# raleigh tangent



## rockhopper97 (Jul 30, 2014)

picked this up last week for free..... had a 24" wheel on the front, the rear shifter was broken and needed a complete overhaul...... used stuff I had, plus I canabalized my very large frame schwinn sierra... I used thumshifters in place of the broken push push shifters, came out pretty nice.... sorry about the crappy pics.... been working on it mostly in the evenings


----------



## AvgJoeSF (Oct 6, 2016)

Nice to see an old Raleigh given new life, especially one that the bike snobs wouldn't bother saving. I'm a huge fan of using spare parts to get rescued vintage bikes back on the road.


----------



## rockhopper97 (Jul 30, 2014)

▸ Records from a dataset
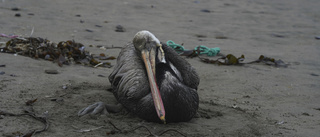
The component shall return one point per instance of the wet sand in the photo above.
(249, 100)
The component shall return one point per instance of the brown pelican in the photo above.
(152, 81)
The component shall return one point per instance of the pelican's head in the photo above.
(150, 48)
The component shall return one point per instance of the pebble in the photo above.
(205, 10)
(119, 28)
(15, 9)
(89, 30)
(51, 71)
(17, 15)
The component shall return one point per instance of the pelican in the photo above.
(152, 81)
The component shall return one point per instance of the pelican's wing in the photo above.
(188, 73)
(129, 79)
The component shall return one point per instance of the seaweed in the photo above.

...

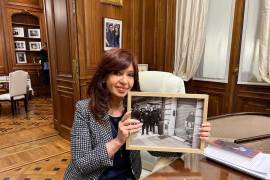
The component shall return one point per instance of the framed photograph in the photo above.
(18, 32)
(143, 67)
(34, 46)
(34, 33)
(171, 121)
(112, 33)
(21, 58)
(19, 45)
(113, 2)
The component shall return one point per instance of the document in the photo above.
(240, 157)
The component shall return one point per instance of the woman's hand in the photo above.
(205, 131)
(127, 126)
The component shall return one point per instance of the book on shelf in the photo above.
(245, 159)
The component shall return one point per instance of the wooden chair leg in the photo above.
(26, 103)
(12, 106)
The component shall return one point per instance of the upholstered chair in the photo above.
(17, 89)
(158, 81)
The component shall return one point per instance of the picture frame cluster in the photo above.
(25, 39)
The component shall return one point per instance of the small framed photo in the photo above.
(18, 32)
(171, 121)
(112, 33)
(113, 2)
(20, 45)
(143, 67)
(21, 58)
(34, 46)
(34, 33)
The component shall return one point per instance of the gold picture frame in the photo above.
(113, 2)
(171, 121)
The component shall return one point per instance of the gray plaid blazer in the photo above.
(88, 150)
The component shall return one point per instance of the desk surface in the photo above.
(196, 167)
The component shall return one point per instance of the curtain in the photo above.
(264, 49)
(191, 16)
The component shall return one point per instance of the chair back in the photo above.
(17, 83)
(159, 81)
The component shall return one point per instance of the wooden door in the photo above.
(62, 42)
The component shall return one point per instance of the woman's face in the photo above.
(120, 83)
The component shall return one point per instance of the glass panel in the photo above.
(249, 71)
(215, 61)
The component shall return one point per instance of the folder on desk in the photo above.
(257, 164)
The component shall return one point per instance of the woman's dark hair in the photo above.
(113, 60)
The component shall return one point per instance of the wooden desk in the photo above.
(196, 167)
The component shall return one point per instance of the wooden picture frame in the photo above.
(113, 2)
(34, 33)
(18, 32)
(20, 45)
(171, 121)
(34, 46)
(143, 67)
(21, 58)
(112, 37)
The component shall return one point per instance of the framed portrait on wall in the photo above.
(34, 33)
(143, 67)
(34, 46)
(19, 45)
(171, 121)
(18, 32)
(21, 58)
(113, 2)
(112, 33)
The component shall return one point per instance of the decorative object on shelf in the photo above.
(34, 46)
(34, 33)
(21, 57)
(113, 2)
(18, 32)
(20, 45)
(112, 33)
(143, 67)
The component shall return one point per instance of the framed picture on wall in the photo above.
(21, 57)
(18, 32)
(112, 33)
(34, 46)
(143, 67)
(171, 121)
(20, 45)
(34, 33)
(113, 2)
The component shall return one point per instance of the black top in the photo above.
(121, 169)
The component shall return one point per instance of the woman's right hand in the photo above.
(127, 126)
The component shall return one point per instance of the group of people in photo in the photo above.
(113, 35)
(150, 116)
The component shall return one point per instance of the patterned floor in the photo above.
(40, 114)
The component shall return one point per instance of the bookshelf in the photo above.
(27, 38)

▸ EXERCISE REQUIREMENTS
1 - Collect each line of the records that contains the word "woman".
2 - Write what comes next in the forum thread about the Raleigh Tangent bicycle, starting from the point at which it stops.

▸ RESPONSES PER TASK
1 -
The component shall return one point per instance of the woman's hand in the photo above.
The component shall return one point per instance of the woman's face in the photo above.
The component shall return one point per instance of the woman's dark hair in the photo above.
The component shall return one point per instance of the woman's right hand in the photo above.

2 -
if it wasnt for me saving old MTB's, I would most likely be stuck with a BSO.......both of my bikes are ones I have saved....its a good feeling to rebuild something most people would have tossed... my other bike is a 97 specialized rockhopper......the rockhopper is the only one saving from the beginning of hauling off peoples old bikes.... over time I have kept a few bikes and upgraded as better ones came along


----------



## AvgJoeSF (Oct 6, 2016)

I definitely understand. My most-ridden bikes are a built-up 2000 Rockhopper Comp and a stripped-metal 1996 Big Sur with the logos removed from all its updated parts. I don't enter races and I don't use high-end components as status symbols (or as a substitute for riding skills). I've lived in major cities long enough to know that even keeping bikes indoors isn't enough to keep them safe from thieves, so why would I consider spending thousands on a comparable newer bike?


----------



## OlMarin (Oct 22, 2016)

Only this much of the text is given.